What were you researching before you started as a Science Policy Fellow?
My research career focused on understanding how cells in our immune system turn inflammation on, with the purpose of developing new therapies to turn inflammation off when it contributes to acute and chronic diseases, such as sepsis or rheumatoid arthritis.
What policy area are you working on through the Science Policy Fellowship Program?
I’m based in the Department of Health and fortunate to experience two six-month placements during the program. The first policy area is in the development of the Genomics Health Futures Mission, a $500 million investment under the Medical Research Future Fund. The second placement is within Medical Benefits Division, which oversees safe, effective and cost-effective access to Medicare, private health insurance and hearing programs.
How has your research background helped you contribute to policy development?
I’m applying all of the skills I developed during my research career to my new policy role – except for using a pipette! My ability to gather information from complex sources, evaluate evidence and extract key points, my attention to detail, ability to assess the requirements of my audience when communicating and work effectively both individually and as part of a team.
How has the program changed your career aspirations?
I now have an increased appreciation for the diversity of career options that are available. I feel that the unique combination of research and policy experience places me well to explore these.
What is your favourite part about working in a policy role in the Australian Public Service?
I’m enjoying opportunities to contribute to national-level initiatives and to consider the big-picture perspective of the influence that policy levers have on the Australian health system. I’m also relishing opportunities to engage with a wide range of stakeholders and to tailor my communication style for diverse purposes.

--------------------

• _Exercise requirements_
**a)** According to the interview, how much money is invested in the Genomics Health Futures Mission?
**b)** Please output the part of the interview that begins at the words that have "I now have an" and stop after "for diverse purposes.".
The items after this are separate material with no connection to the interview.

• _Referring expression data_

--------------------

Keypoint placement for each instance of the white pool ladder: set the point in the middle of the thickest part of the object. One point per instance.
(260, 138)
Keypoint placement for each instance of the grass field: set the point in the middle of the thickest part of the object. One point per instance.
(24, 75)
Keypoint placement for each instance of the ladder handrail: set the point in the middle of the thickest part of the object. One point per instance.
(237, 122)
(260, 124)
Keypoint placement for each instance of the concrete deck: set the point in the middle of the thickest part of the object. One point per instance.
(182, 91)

--------------------

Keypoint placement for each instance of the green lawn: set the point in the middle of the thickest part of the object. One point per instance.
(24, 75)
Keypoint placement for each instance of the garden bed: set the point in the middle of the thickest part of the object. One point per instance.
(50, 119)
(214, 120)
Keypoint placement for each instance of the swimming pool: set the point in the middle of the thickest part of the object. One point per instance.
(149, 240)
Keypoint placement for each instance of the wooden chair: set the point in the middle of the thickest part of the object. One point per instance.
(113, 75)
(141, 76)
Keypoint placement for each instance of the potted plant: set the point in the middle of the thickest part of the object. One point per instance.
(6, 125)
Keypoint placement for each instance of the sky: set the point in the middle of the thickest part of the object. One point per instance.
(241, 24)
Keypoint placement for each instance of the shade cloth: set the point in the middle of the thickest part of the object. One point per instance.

--------------------

• _Written answers_
**a)** $500 million.

**b)**
I now have an increased appreciation for the diversity of career options that are available. I feel that the unique combination of research and policy experience places me well to explore these.
What is your favourite part about working in a policy role in the Australian Public Service?
I’m enjoying opportunities to contribute to national-level initiatives and to consider the big-picture perspective of the influence that policy levers have on the Australian health system. I’m also relishing opportunities to engage with a wide range of stakeholders and to tailor my communication style for diverse purposes.